* _İş Emri A_: LGS ve YKS konulu yazıya göre LGS hangi tarihte yapıldı?

* _Alıntı Metin_:
Sınav ayını geride bıraktık. Malum, liselere (LGS) ve üniversitelere (YKS) giriş sınavları genellikle Haziran'da yapıldığı için Haziran, eğitimde sınav ayı olarak adlandırılır.
LGS ve YKS geçti, geçmesine ama etkileri daha uzun süre devam edecek gibi görünüyor. Hem de depremin tersine, artçıların sarsıntısı sınavın ilk anından daha yüksek olarak ortaya çıkar.
6 Haziran'da yapılan LGS'den sonra 'Neyi ölçmüş oldunuz' başlıklı bir yazı yazmış ve hem tam anlamıyla eğitim imkanı bulamayan çocuklarımızın mağduriyetinin altını çizmiştim, hem de imkanları dahilinde on binlerce sorunun yanında, ortalama her iki güne bir deneme sınavı çözerek sınava hazırlanan ama karşılaştığı sorular karşısında gözüne fener tutulmuş tavşana dönen öğrencilerin nasıl ters köşe yapıldığını anlatmıştım.
Geçtiğimiz hafta sonu da YKS yapıldı ve bu defa da öğrenciler üniversiteye girebilmek için sınavla boğuştular.
YKS'den hemen önce de bu köşede, 'YKS ve Sınavsız Üniversite' başlıklı bir yazı yazmıştım. Ve eşit şartlarda eğitim alma imkanı tanınmayan öğrencilerin, kaderlerinin tek bir sınavla, birkaç saate sıkıştırılmasının kesinlikle adil olmadığını anlatmıştım. En önemlisi de, 'Sınavsız Üniversite'nin bir zorunluluk olduğunu vurgulamıştım.

* _Veriler_:
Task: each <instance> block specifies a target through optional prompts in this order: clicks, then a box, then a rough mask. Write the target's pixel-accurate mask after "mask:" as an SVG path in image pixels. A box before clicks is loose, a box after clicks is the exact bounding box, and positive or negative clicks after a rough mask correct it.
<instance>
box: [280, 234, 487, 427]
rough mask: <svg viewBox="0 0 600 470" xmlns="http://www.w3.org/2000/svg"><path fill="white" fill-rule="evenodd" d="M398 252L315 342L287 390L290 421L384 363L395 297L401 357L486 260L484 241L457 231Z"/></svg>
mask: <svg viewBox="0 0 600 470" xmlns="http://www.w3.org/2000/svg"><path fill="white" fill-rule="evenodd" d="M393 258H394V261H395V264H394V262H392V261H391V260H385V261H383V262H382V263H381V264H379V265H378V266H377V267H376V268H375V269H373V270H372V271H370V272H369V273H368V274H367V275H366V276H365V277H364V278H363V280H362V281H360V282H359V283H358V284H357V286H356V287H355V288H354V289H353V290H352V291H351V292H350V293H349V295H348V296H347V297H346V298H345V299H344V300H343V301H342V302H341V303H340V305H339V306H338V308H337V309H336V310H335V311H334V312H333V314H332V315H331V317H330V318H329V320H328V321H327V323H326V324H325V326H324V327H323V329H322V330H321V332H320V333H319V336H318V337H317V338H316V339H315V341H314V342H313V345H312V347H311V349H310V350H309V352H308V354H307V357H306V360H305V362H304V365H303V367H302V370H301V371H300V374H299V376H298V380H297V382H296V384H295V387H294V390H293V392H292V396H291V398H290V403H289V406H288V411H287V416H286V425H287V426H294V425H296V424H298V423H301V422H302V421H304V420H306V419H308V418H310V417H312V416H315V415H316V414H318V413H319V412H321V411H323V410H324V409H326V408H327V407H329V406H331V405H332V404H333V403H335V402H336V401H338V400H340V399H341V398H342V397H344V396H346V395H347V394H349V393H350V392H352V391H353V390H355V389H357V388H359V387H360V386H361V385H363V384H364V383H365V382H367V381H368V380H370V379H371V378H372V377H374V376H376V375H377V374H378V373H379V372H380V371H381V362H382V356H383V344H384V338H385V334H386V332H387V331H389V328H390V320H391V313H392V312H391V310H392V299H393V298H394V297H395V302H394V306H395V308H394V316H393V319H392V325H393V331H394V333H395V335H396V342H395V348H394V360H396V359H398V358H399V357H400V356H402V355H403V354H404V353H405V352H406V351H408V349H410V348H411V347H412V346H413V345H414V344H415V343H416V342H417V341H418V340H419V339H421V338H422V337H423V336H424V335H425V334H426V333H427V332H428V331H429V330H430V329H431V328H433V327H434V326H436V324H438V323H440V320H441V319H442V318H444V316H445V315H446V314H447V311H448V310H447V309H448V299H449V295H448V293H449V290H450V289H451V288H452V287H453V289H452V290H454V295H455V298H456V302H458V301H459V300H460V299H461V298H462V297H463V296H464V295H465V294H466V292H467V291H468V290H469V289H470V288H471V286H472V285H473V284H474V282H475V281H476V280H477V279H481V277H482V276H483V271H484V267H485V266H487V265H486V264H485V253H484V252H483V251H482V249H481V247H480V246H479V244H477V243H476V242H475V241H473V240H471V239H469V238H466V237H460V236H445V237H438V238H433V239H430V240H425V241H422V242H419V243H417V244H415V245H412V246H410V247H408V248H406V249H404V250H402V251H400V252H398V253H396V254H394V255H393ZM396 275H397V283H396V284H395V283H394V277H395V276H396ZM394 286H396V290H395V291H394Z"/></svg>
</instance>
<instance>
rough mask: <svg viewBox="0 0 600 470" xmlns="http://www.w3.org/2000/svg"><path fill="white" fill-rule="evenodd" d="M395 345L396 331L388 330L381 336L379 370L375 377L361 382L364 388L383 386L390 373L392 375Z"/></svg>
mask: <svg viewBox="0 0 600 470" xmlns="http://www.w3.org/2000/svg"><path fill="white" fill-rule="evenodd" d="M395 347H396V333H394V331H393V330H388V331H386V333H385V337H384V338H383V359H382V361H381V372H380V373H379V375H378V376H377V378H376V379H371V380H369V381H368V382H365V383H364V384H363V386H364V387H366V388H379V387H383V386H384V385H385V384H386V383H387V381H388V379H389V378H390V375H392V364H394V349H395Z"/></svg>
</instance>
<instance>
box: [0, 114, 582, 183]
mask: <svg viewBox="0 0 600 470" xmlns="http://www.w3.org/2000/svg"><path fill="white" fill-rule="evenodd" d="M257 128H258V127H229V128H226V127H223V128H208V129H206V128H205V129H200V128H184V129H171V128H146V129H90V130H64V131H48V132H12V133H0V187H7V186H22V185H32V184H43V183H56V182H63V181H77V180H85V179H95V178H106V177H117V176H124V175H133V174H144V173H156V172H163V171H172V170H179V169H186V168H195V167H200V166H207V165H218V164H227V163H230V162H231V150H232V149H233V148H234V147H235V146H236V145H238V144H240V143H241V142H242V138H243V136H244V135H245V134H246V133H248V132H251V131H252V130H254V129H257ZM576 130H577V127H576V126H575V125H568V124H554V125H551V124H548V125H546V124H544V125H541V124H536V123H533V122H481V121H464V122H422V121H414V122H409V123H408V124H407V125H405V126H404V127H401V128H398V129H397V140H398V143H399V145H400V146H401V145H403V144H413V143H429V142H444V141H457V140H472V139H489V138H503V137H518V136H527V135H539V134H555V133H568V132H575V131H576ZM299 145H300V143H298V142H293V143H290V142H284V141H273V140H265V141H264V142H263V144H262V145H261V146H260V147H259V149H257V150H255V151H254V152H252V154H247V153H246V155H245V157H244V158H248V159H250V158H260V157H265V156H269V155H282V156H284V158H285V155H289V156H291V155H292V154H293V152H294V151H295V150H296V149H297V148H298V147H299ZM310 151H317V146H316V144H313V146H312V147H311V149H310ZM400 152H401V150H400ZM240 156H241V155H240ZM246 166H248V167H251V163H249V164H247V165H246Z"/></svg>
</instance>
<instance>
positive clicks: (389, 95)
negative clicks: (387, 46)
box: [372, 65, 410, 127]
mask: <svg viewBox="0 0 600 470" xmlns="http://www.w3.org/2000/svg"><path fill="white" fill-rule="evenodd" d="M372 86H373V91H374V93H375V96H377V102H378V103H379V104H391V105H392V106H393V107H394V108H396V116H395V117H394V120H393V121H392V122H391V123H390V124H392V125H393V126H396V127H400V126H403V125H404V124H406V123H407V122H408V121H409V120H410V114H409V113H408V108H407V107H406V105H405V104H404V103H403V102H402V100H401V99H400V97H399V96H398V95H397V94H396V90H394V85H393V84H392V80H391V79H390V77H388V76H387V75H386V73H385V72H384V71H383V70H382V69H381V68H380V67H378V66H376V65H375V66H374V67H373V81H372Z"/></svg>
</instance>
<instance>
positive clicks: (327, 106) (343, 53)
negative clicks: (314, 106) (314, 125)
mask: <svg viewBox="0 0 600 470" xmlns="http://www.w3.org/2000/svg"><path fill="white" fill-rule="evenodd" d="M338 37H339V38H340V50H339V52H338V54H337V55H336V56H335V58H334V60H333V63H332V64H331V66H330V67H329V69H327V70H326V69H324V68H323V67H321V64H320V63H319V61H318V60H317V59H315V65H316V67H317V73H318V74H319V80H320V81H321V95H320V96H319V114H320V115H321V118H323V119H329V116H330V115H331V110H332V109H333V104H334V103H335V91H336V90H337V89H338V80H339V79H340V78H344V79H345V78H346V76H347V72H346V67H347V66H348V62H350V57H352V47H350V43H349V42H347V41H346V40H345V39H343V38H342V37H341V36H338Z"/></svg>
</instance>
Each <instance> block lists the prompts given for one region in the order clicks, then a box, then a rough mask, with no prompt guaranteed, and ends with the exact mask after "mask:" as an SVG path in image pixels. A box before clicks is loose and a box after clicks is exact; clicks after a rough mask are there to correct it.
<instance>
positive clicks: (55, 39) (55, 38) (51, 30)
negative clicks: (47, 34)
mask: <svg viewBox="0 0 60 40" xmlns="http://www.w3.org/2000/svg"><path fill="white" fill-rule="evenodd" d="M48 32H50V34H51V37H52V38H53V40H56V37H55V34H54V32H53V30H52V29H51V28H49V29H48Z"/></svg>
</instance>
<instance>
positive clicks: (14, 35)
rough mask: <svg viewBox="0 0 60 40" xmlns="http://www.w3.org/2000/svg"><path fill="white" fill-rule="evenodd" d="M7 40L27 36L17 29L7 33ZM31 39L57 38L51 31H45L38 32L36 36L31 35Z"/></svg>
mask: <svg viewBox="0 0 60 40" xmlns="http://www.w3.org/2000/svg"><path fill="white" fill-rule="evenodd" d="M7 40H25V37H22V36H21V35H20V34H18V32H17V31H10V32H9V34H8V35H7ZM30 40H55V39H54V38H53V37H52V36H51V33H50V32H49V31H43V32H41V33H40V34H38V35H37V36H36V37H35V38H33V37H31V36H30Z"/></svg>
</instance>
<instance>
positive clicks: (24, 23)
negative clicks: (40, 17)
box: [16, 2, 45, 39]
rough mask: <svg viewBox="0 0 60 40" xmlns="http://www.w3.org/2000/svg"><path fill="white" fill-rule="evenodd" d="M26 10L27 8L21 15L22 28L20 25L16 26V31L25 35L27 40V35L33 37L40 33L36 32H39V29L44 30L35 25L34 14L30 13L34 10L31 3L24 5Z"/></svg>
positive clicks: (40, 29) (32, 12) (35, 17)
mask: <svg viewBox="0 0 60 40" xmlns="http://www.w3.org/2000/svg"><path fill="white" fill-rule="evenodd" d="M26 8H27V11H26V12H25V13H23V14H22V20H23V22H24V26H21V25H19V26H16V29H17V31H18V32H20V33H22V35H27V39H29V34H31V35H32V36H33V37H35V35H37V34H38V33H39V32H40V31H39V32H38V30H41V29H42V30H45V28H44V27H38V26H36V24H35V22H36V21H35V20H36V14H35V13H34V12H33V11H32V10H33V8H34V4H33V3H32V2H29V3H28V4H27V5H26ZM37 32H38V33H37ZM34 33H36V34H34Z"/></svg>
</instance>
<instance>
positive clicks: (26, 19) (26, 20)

* _İş Emri B_: Kayıtlarda "exact" dizesini birebir içeren satırların tamamını topla.

* _Görev Yanıtı A_: 6 Haziran'da.

* _Görev Yanıtı B_:
Task: each <instance> block specifies a target through optional prompts in this order: clicks, then a box, then a rough mask. Write the target's pixel-accurate mask after "mask:" as an SVG path in image pixels. A box before clicks is loose, a box after clicks is the exact bounding box, and positive or negative clicks after a rough mask correct it.
Each <instance> block lists the prompts given for one region in the order clicks, then a box, then a rough mask, with no prompt guaranteed, and ends with the exact mask after "mask:" as an SVG path in image pixels. A box before clicks is loose and a box after clicks is exact; clicks after a rough mask are there to correct it.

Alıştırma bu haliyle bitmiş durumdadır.